В мае 1945 г. закончилась война; фронтовики стали возвращаться домой. Взволнованные Фарида и ее дети пошли на вокзал встречать первый эшелон с фронта; они разглядывали лица людей в форме, но Хамета среди них не оказалось. Каждый день они возвращались на вокзал, все больше отчаиваясь. Наконец Хамет прислал письмо, в котором сообщал, что его оставили служить в Германии и скоро он за ними пришлет. Хамету поручили заниматься репатриацией советских граждан; он получил передышку от того, чем приходилось заниматься раньше. Его стрелковая дивизия вошла в состав Второго Белорусского фронта. Хамет форсировал Одер, прошел всю Польшу и Германию. Его наградили двумя медалями «За боевые заслуги».

Хамет, батальонный политрук, был прирожденным лидером. «Бежишь впереди солдат с криком: «За Родину! За Сталина!» — а в душе молишься Богу, когда вокруг рвутся снаряды». Солдаты его любили; он не только не трусил в бою, но и был надежным товарищем, которому они доверяли. Сохранился снимок, на котором он сидит в поле, окруженный улыбающимися товарищами. Один из них, совсем мальчик, играет на аккордеоне. На другой фотографии мальчик аккомпанирует комично скованным вальсирующим солдатам в форме — наверное, Хамет, фотограф-любитель, не только сам заснял их на пленку, но и выступил в роли хореографа, потому что в его задачу входила и организация самодеятельности.

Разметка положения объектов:
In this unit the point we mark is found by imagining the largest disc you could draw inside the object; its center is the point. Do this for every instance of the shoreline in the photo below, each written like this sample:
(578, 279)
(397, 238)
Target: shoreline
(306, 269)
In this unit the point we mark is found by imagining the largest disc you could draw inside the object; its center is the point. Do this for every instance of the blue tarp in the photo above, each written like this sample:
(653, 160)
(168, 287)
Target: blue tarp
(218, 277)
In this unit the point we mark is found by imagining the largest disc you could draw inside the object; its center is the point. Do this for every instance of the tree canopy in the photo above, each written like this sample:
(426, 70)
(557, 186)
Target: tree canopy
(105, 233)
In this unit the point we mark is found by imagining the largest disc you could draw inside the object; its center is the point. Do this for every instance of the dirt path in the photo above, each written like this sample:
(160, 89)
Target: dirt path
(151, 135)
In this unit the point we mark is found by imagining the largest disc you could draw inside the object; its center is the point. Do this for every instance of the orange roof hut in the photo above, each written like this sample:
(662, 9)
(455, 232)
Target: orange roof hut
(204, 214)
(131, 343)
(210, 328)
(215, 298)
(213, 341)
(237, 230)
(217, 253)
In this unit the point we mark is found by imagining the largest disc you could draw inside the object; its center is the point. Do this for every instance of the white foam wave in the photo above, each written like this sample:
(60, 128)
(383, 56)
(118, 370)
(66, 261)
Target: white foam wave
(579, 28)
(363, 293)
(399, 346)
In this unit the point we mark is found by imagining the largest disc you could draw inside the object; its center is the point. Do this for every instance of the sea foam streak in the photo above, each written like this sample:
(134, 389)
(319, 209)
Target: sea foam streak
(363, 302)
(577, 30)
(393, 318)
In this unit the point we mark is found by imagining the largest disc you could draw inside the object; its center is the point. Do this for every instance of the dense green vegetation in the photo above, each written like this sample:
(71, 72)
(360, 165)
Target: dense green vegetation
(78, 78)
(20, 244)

→ **Выполните задания**:
- A) Как будет выглядеть фрагмент отрывка между словами «Хамет, батальонный политрук, был» и «и организация самодеятельности.» включительно, если заменить «аккордеоне» на «баяне»?
- B) Ответьте на вопросы по отрывку.
(i) Где Хамета оставили служить после окончания войны?
(ii) Какими наградами был отмечен Хамет?
(iii) Какую должность занимал Хамет в батальоне?
- C) Соответствуют ли отрывку следующие утверждения?
(i) Хамет вернулся домой с первым эшелоном с фронта.
(ii) Хамет форсировал Одер.
(iii) Солдаты доверяли Хамету.

→ **Ответы к заданиям**:
- A)
Хамет, батальонный политрук, был прирожденным лидером. «Бежишь впереди солдат с криком: «За Родину! За Сталина!» — а в душе молишься Богу, когда вокруг рвутся снаряды». Солдаты его любили; он не только не трусил в бою, но и был надежным товарищем, которому они доверяли. Сохранился снимок, на котором он сидит в поле, окруженный улыбающимися товарищами. Один из них, совсем мальчик, играет на баяне. На другой фотографии мальчик аккомпанирует комично скованным вальсирующим солдатам в форме — наверное, Хамет, фотограф-любитель, не только сам заснял их на пленку, но и выступил в роли хореографа, потому что в его задачу входила и организация самодеятельности.

- B)
(i) В Германии.
(ii) Двумя медалями «За боевые заслуги».
(iii) Он был батальонным политруком.

- C)
(i) Нет: «но Хамета среди них не оказалось».
(ii) Да: «Хамет форсировал Одер, прошел всю Польшу и Германию».
(iii) Да: «был надежным товарищем, которому они доверяли».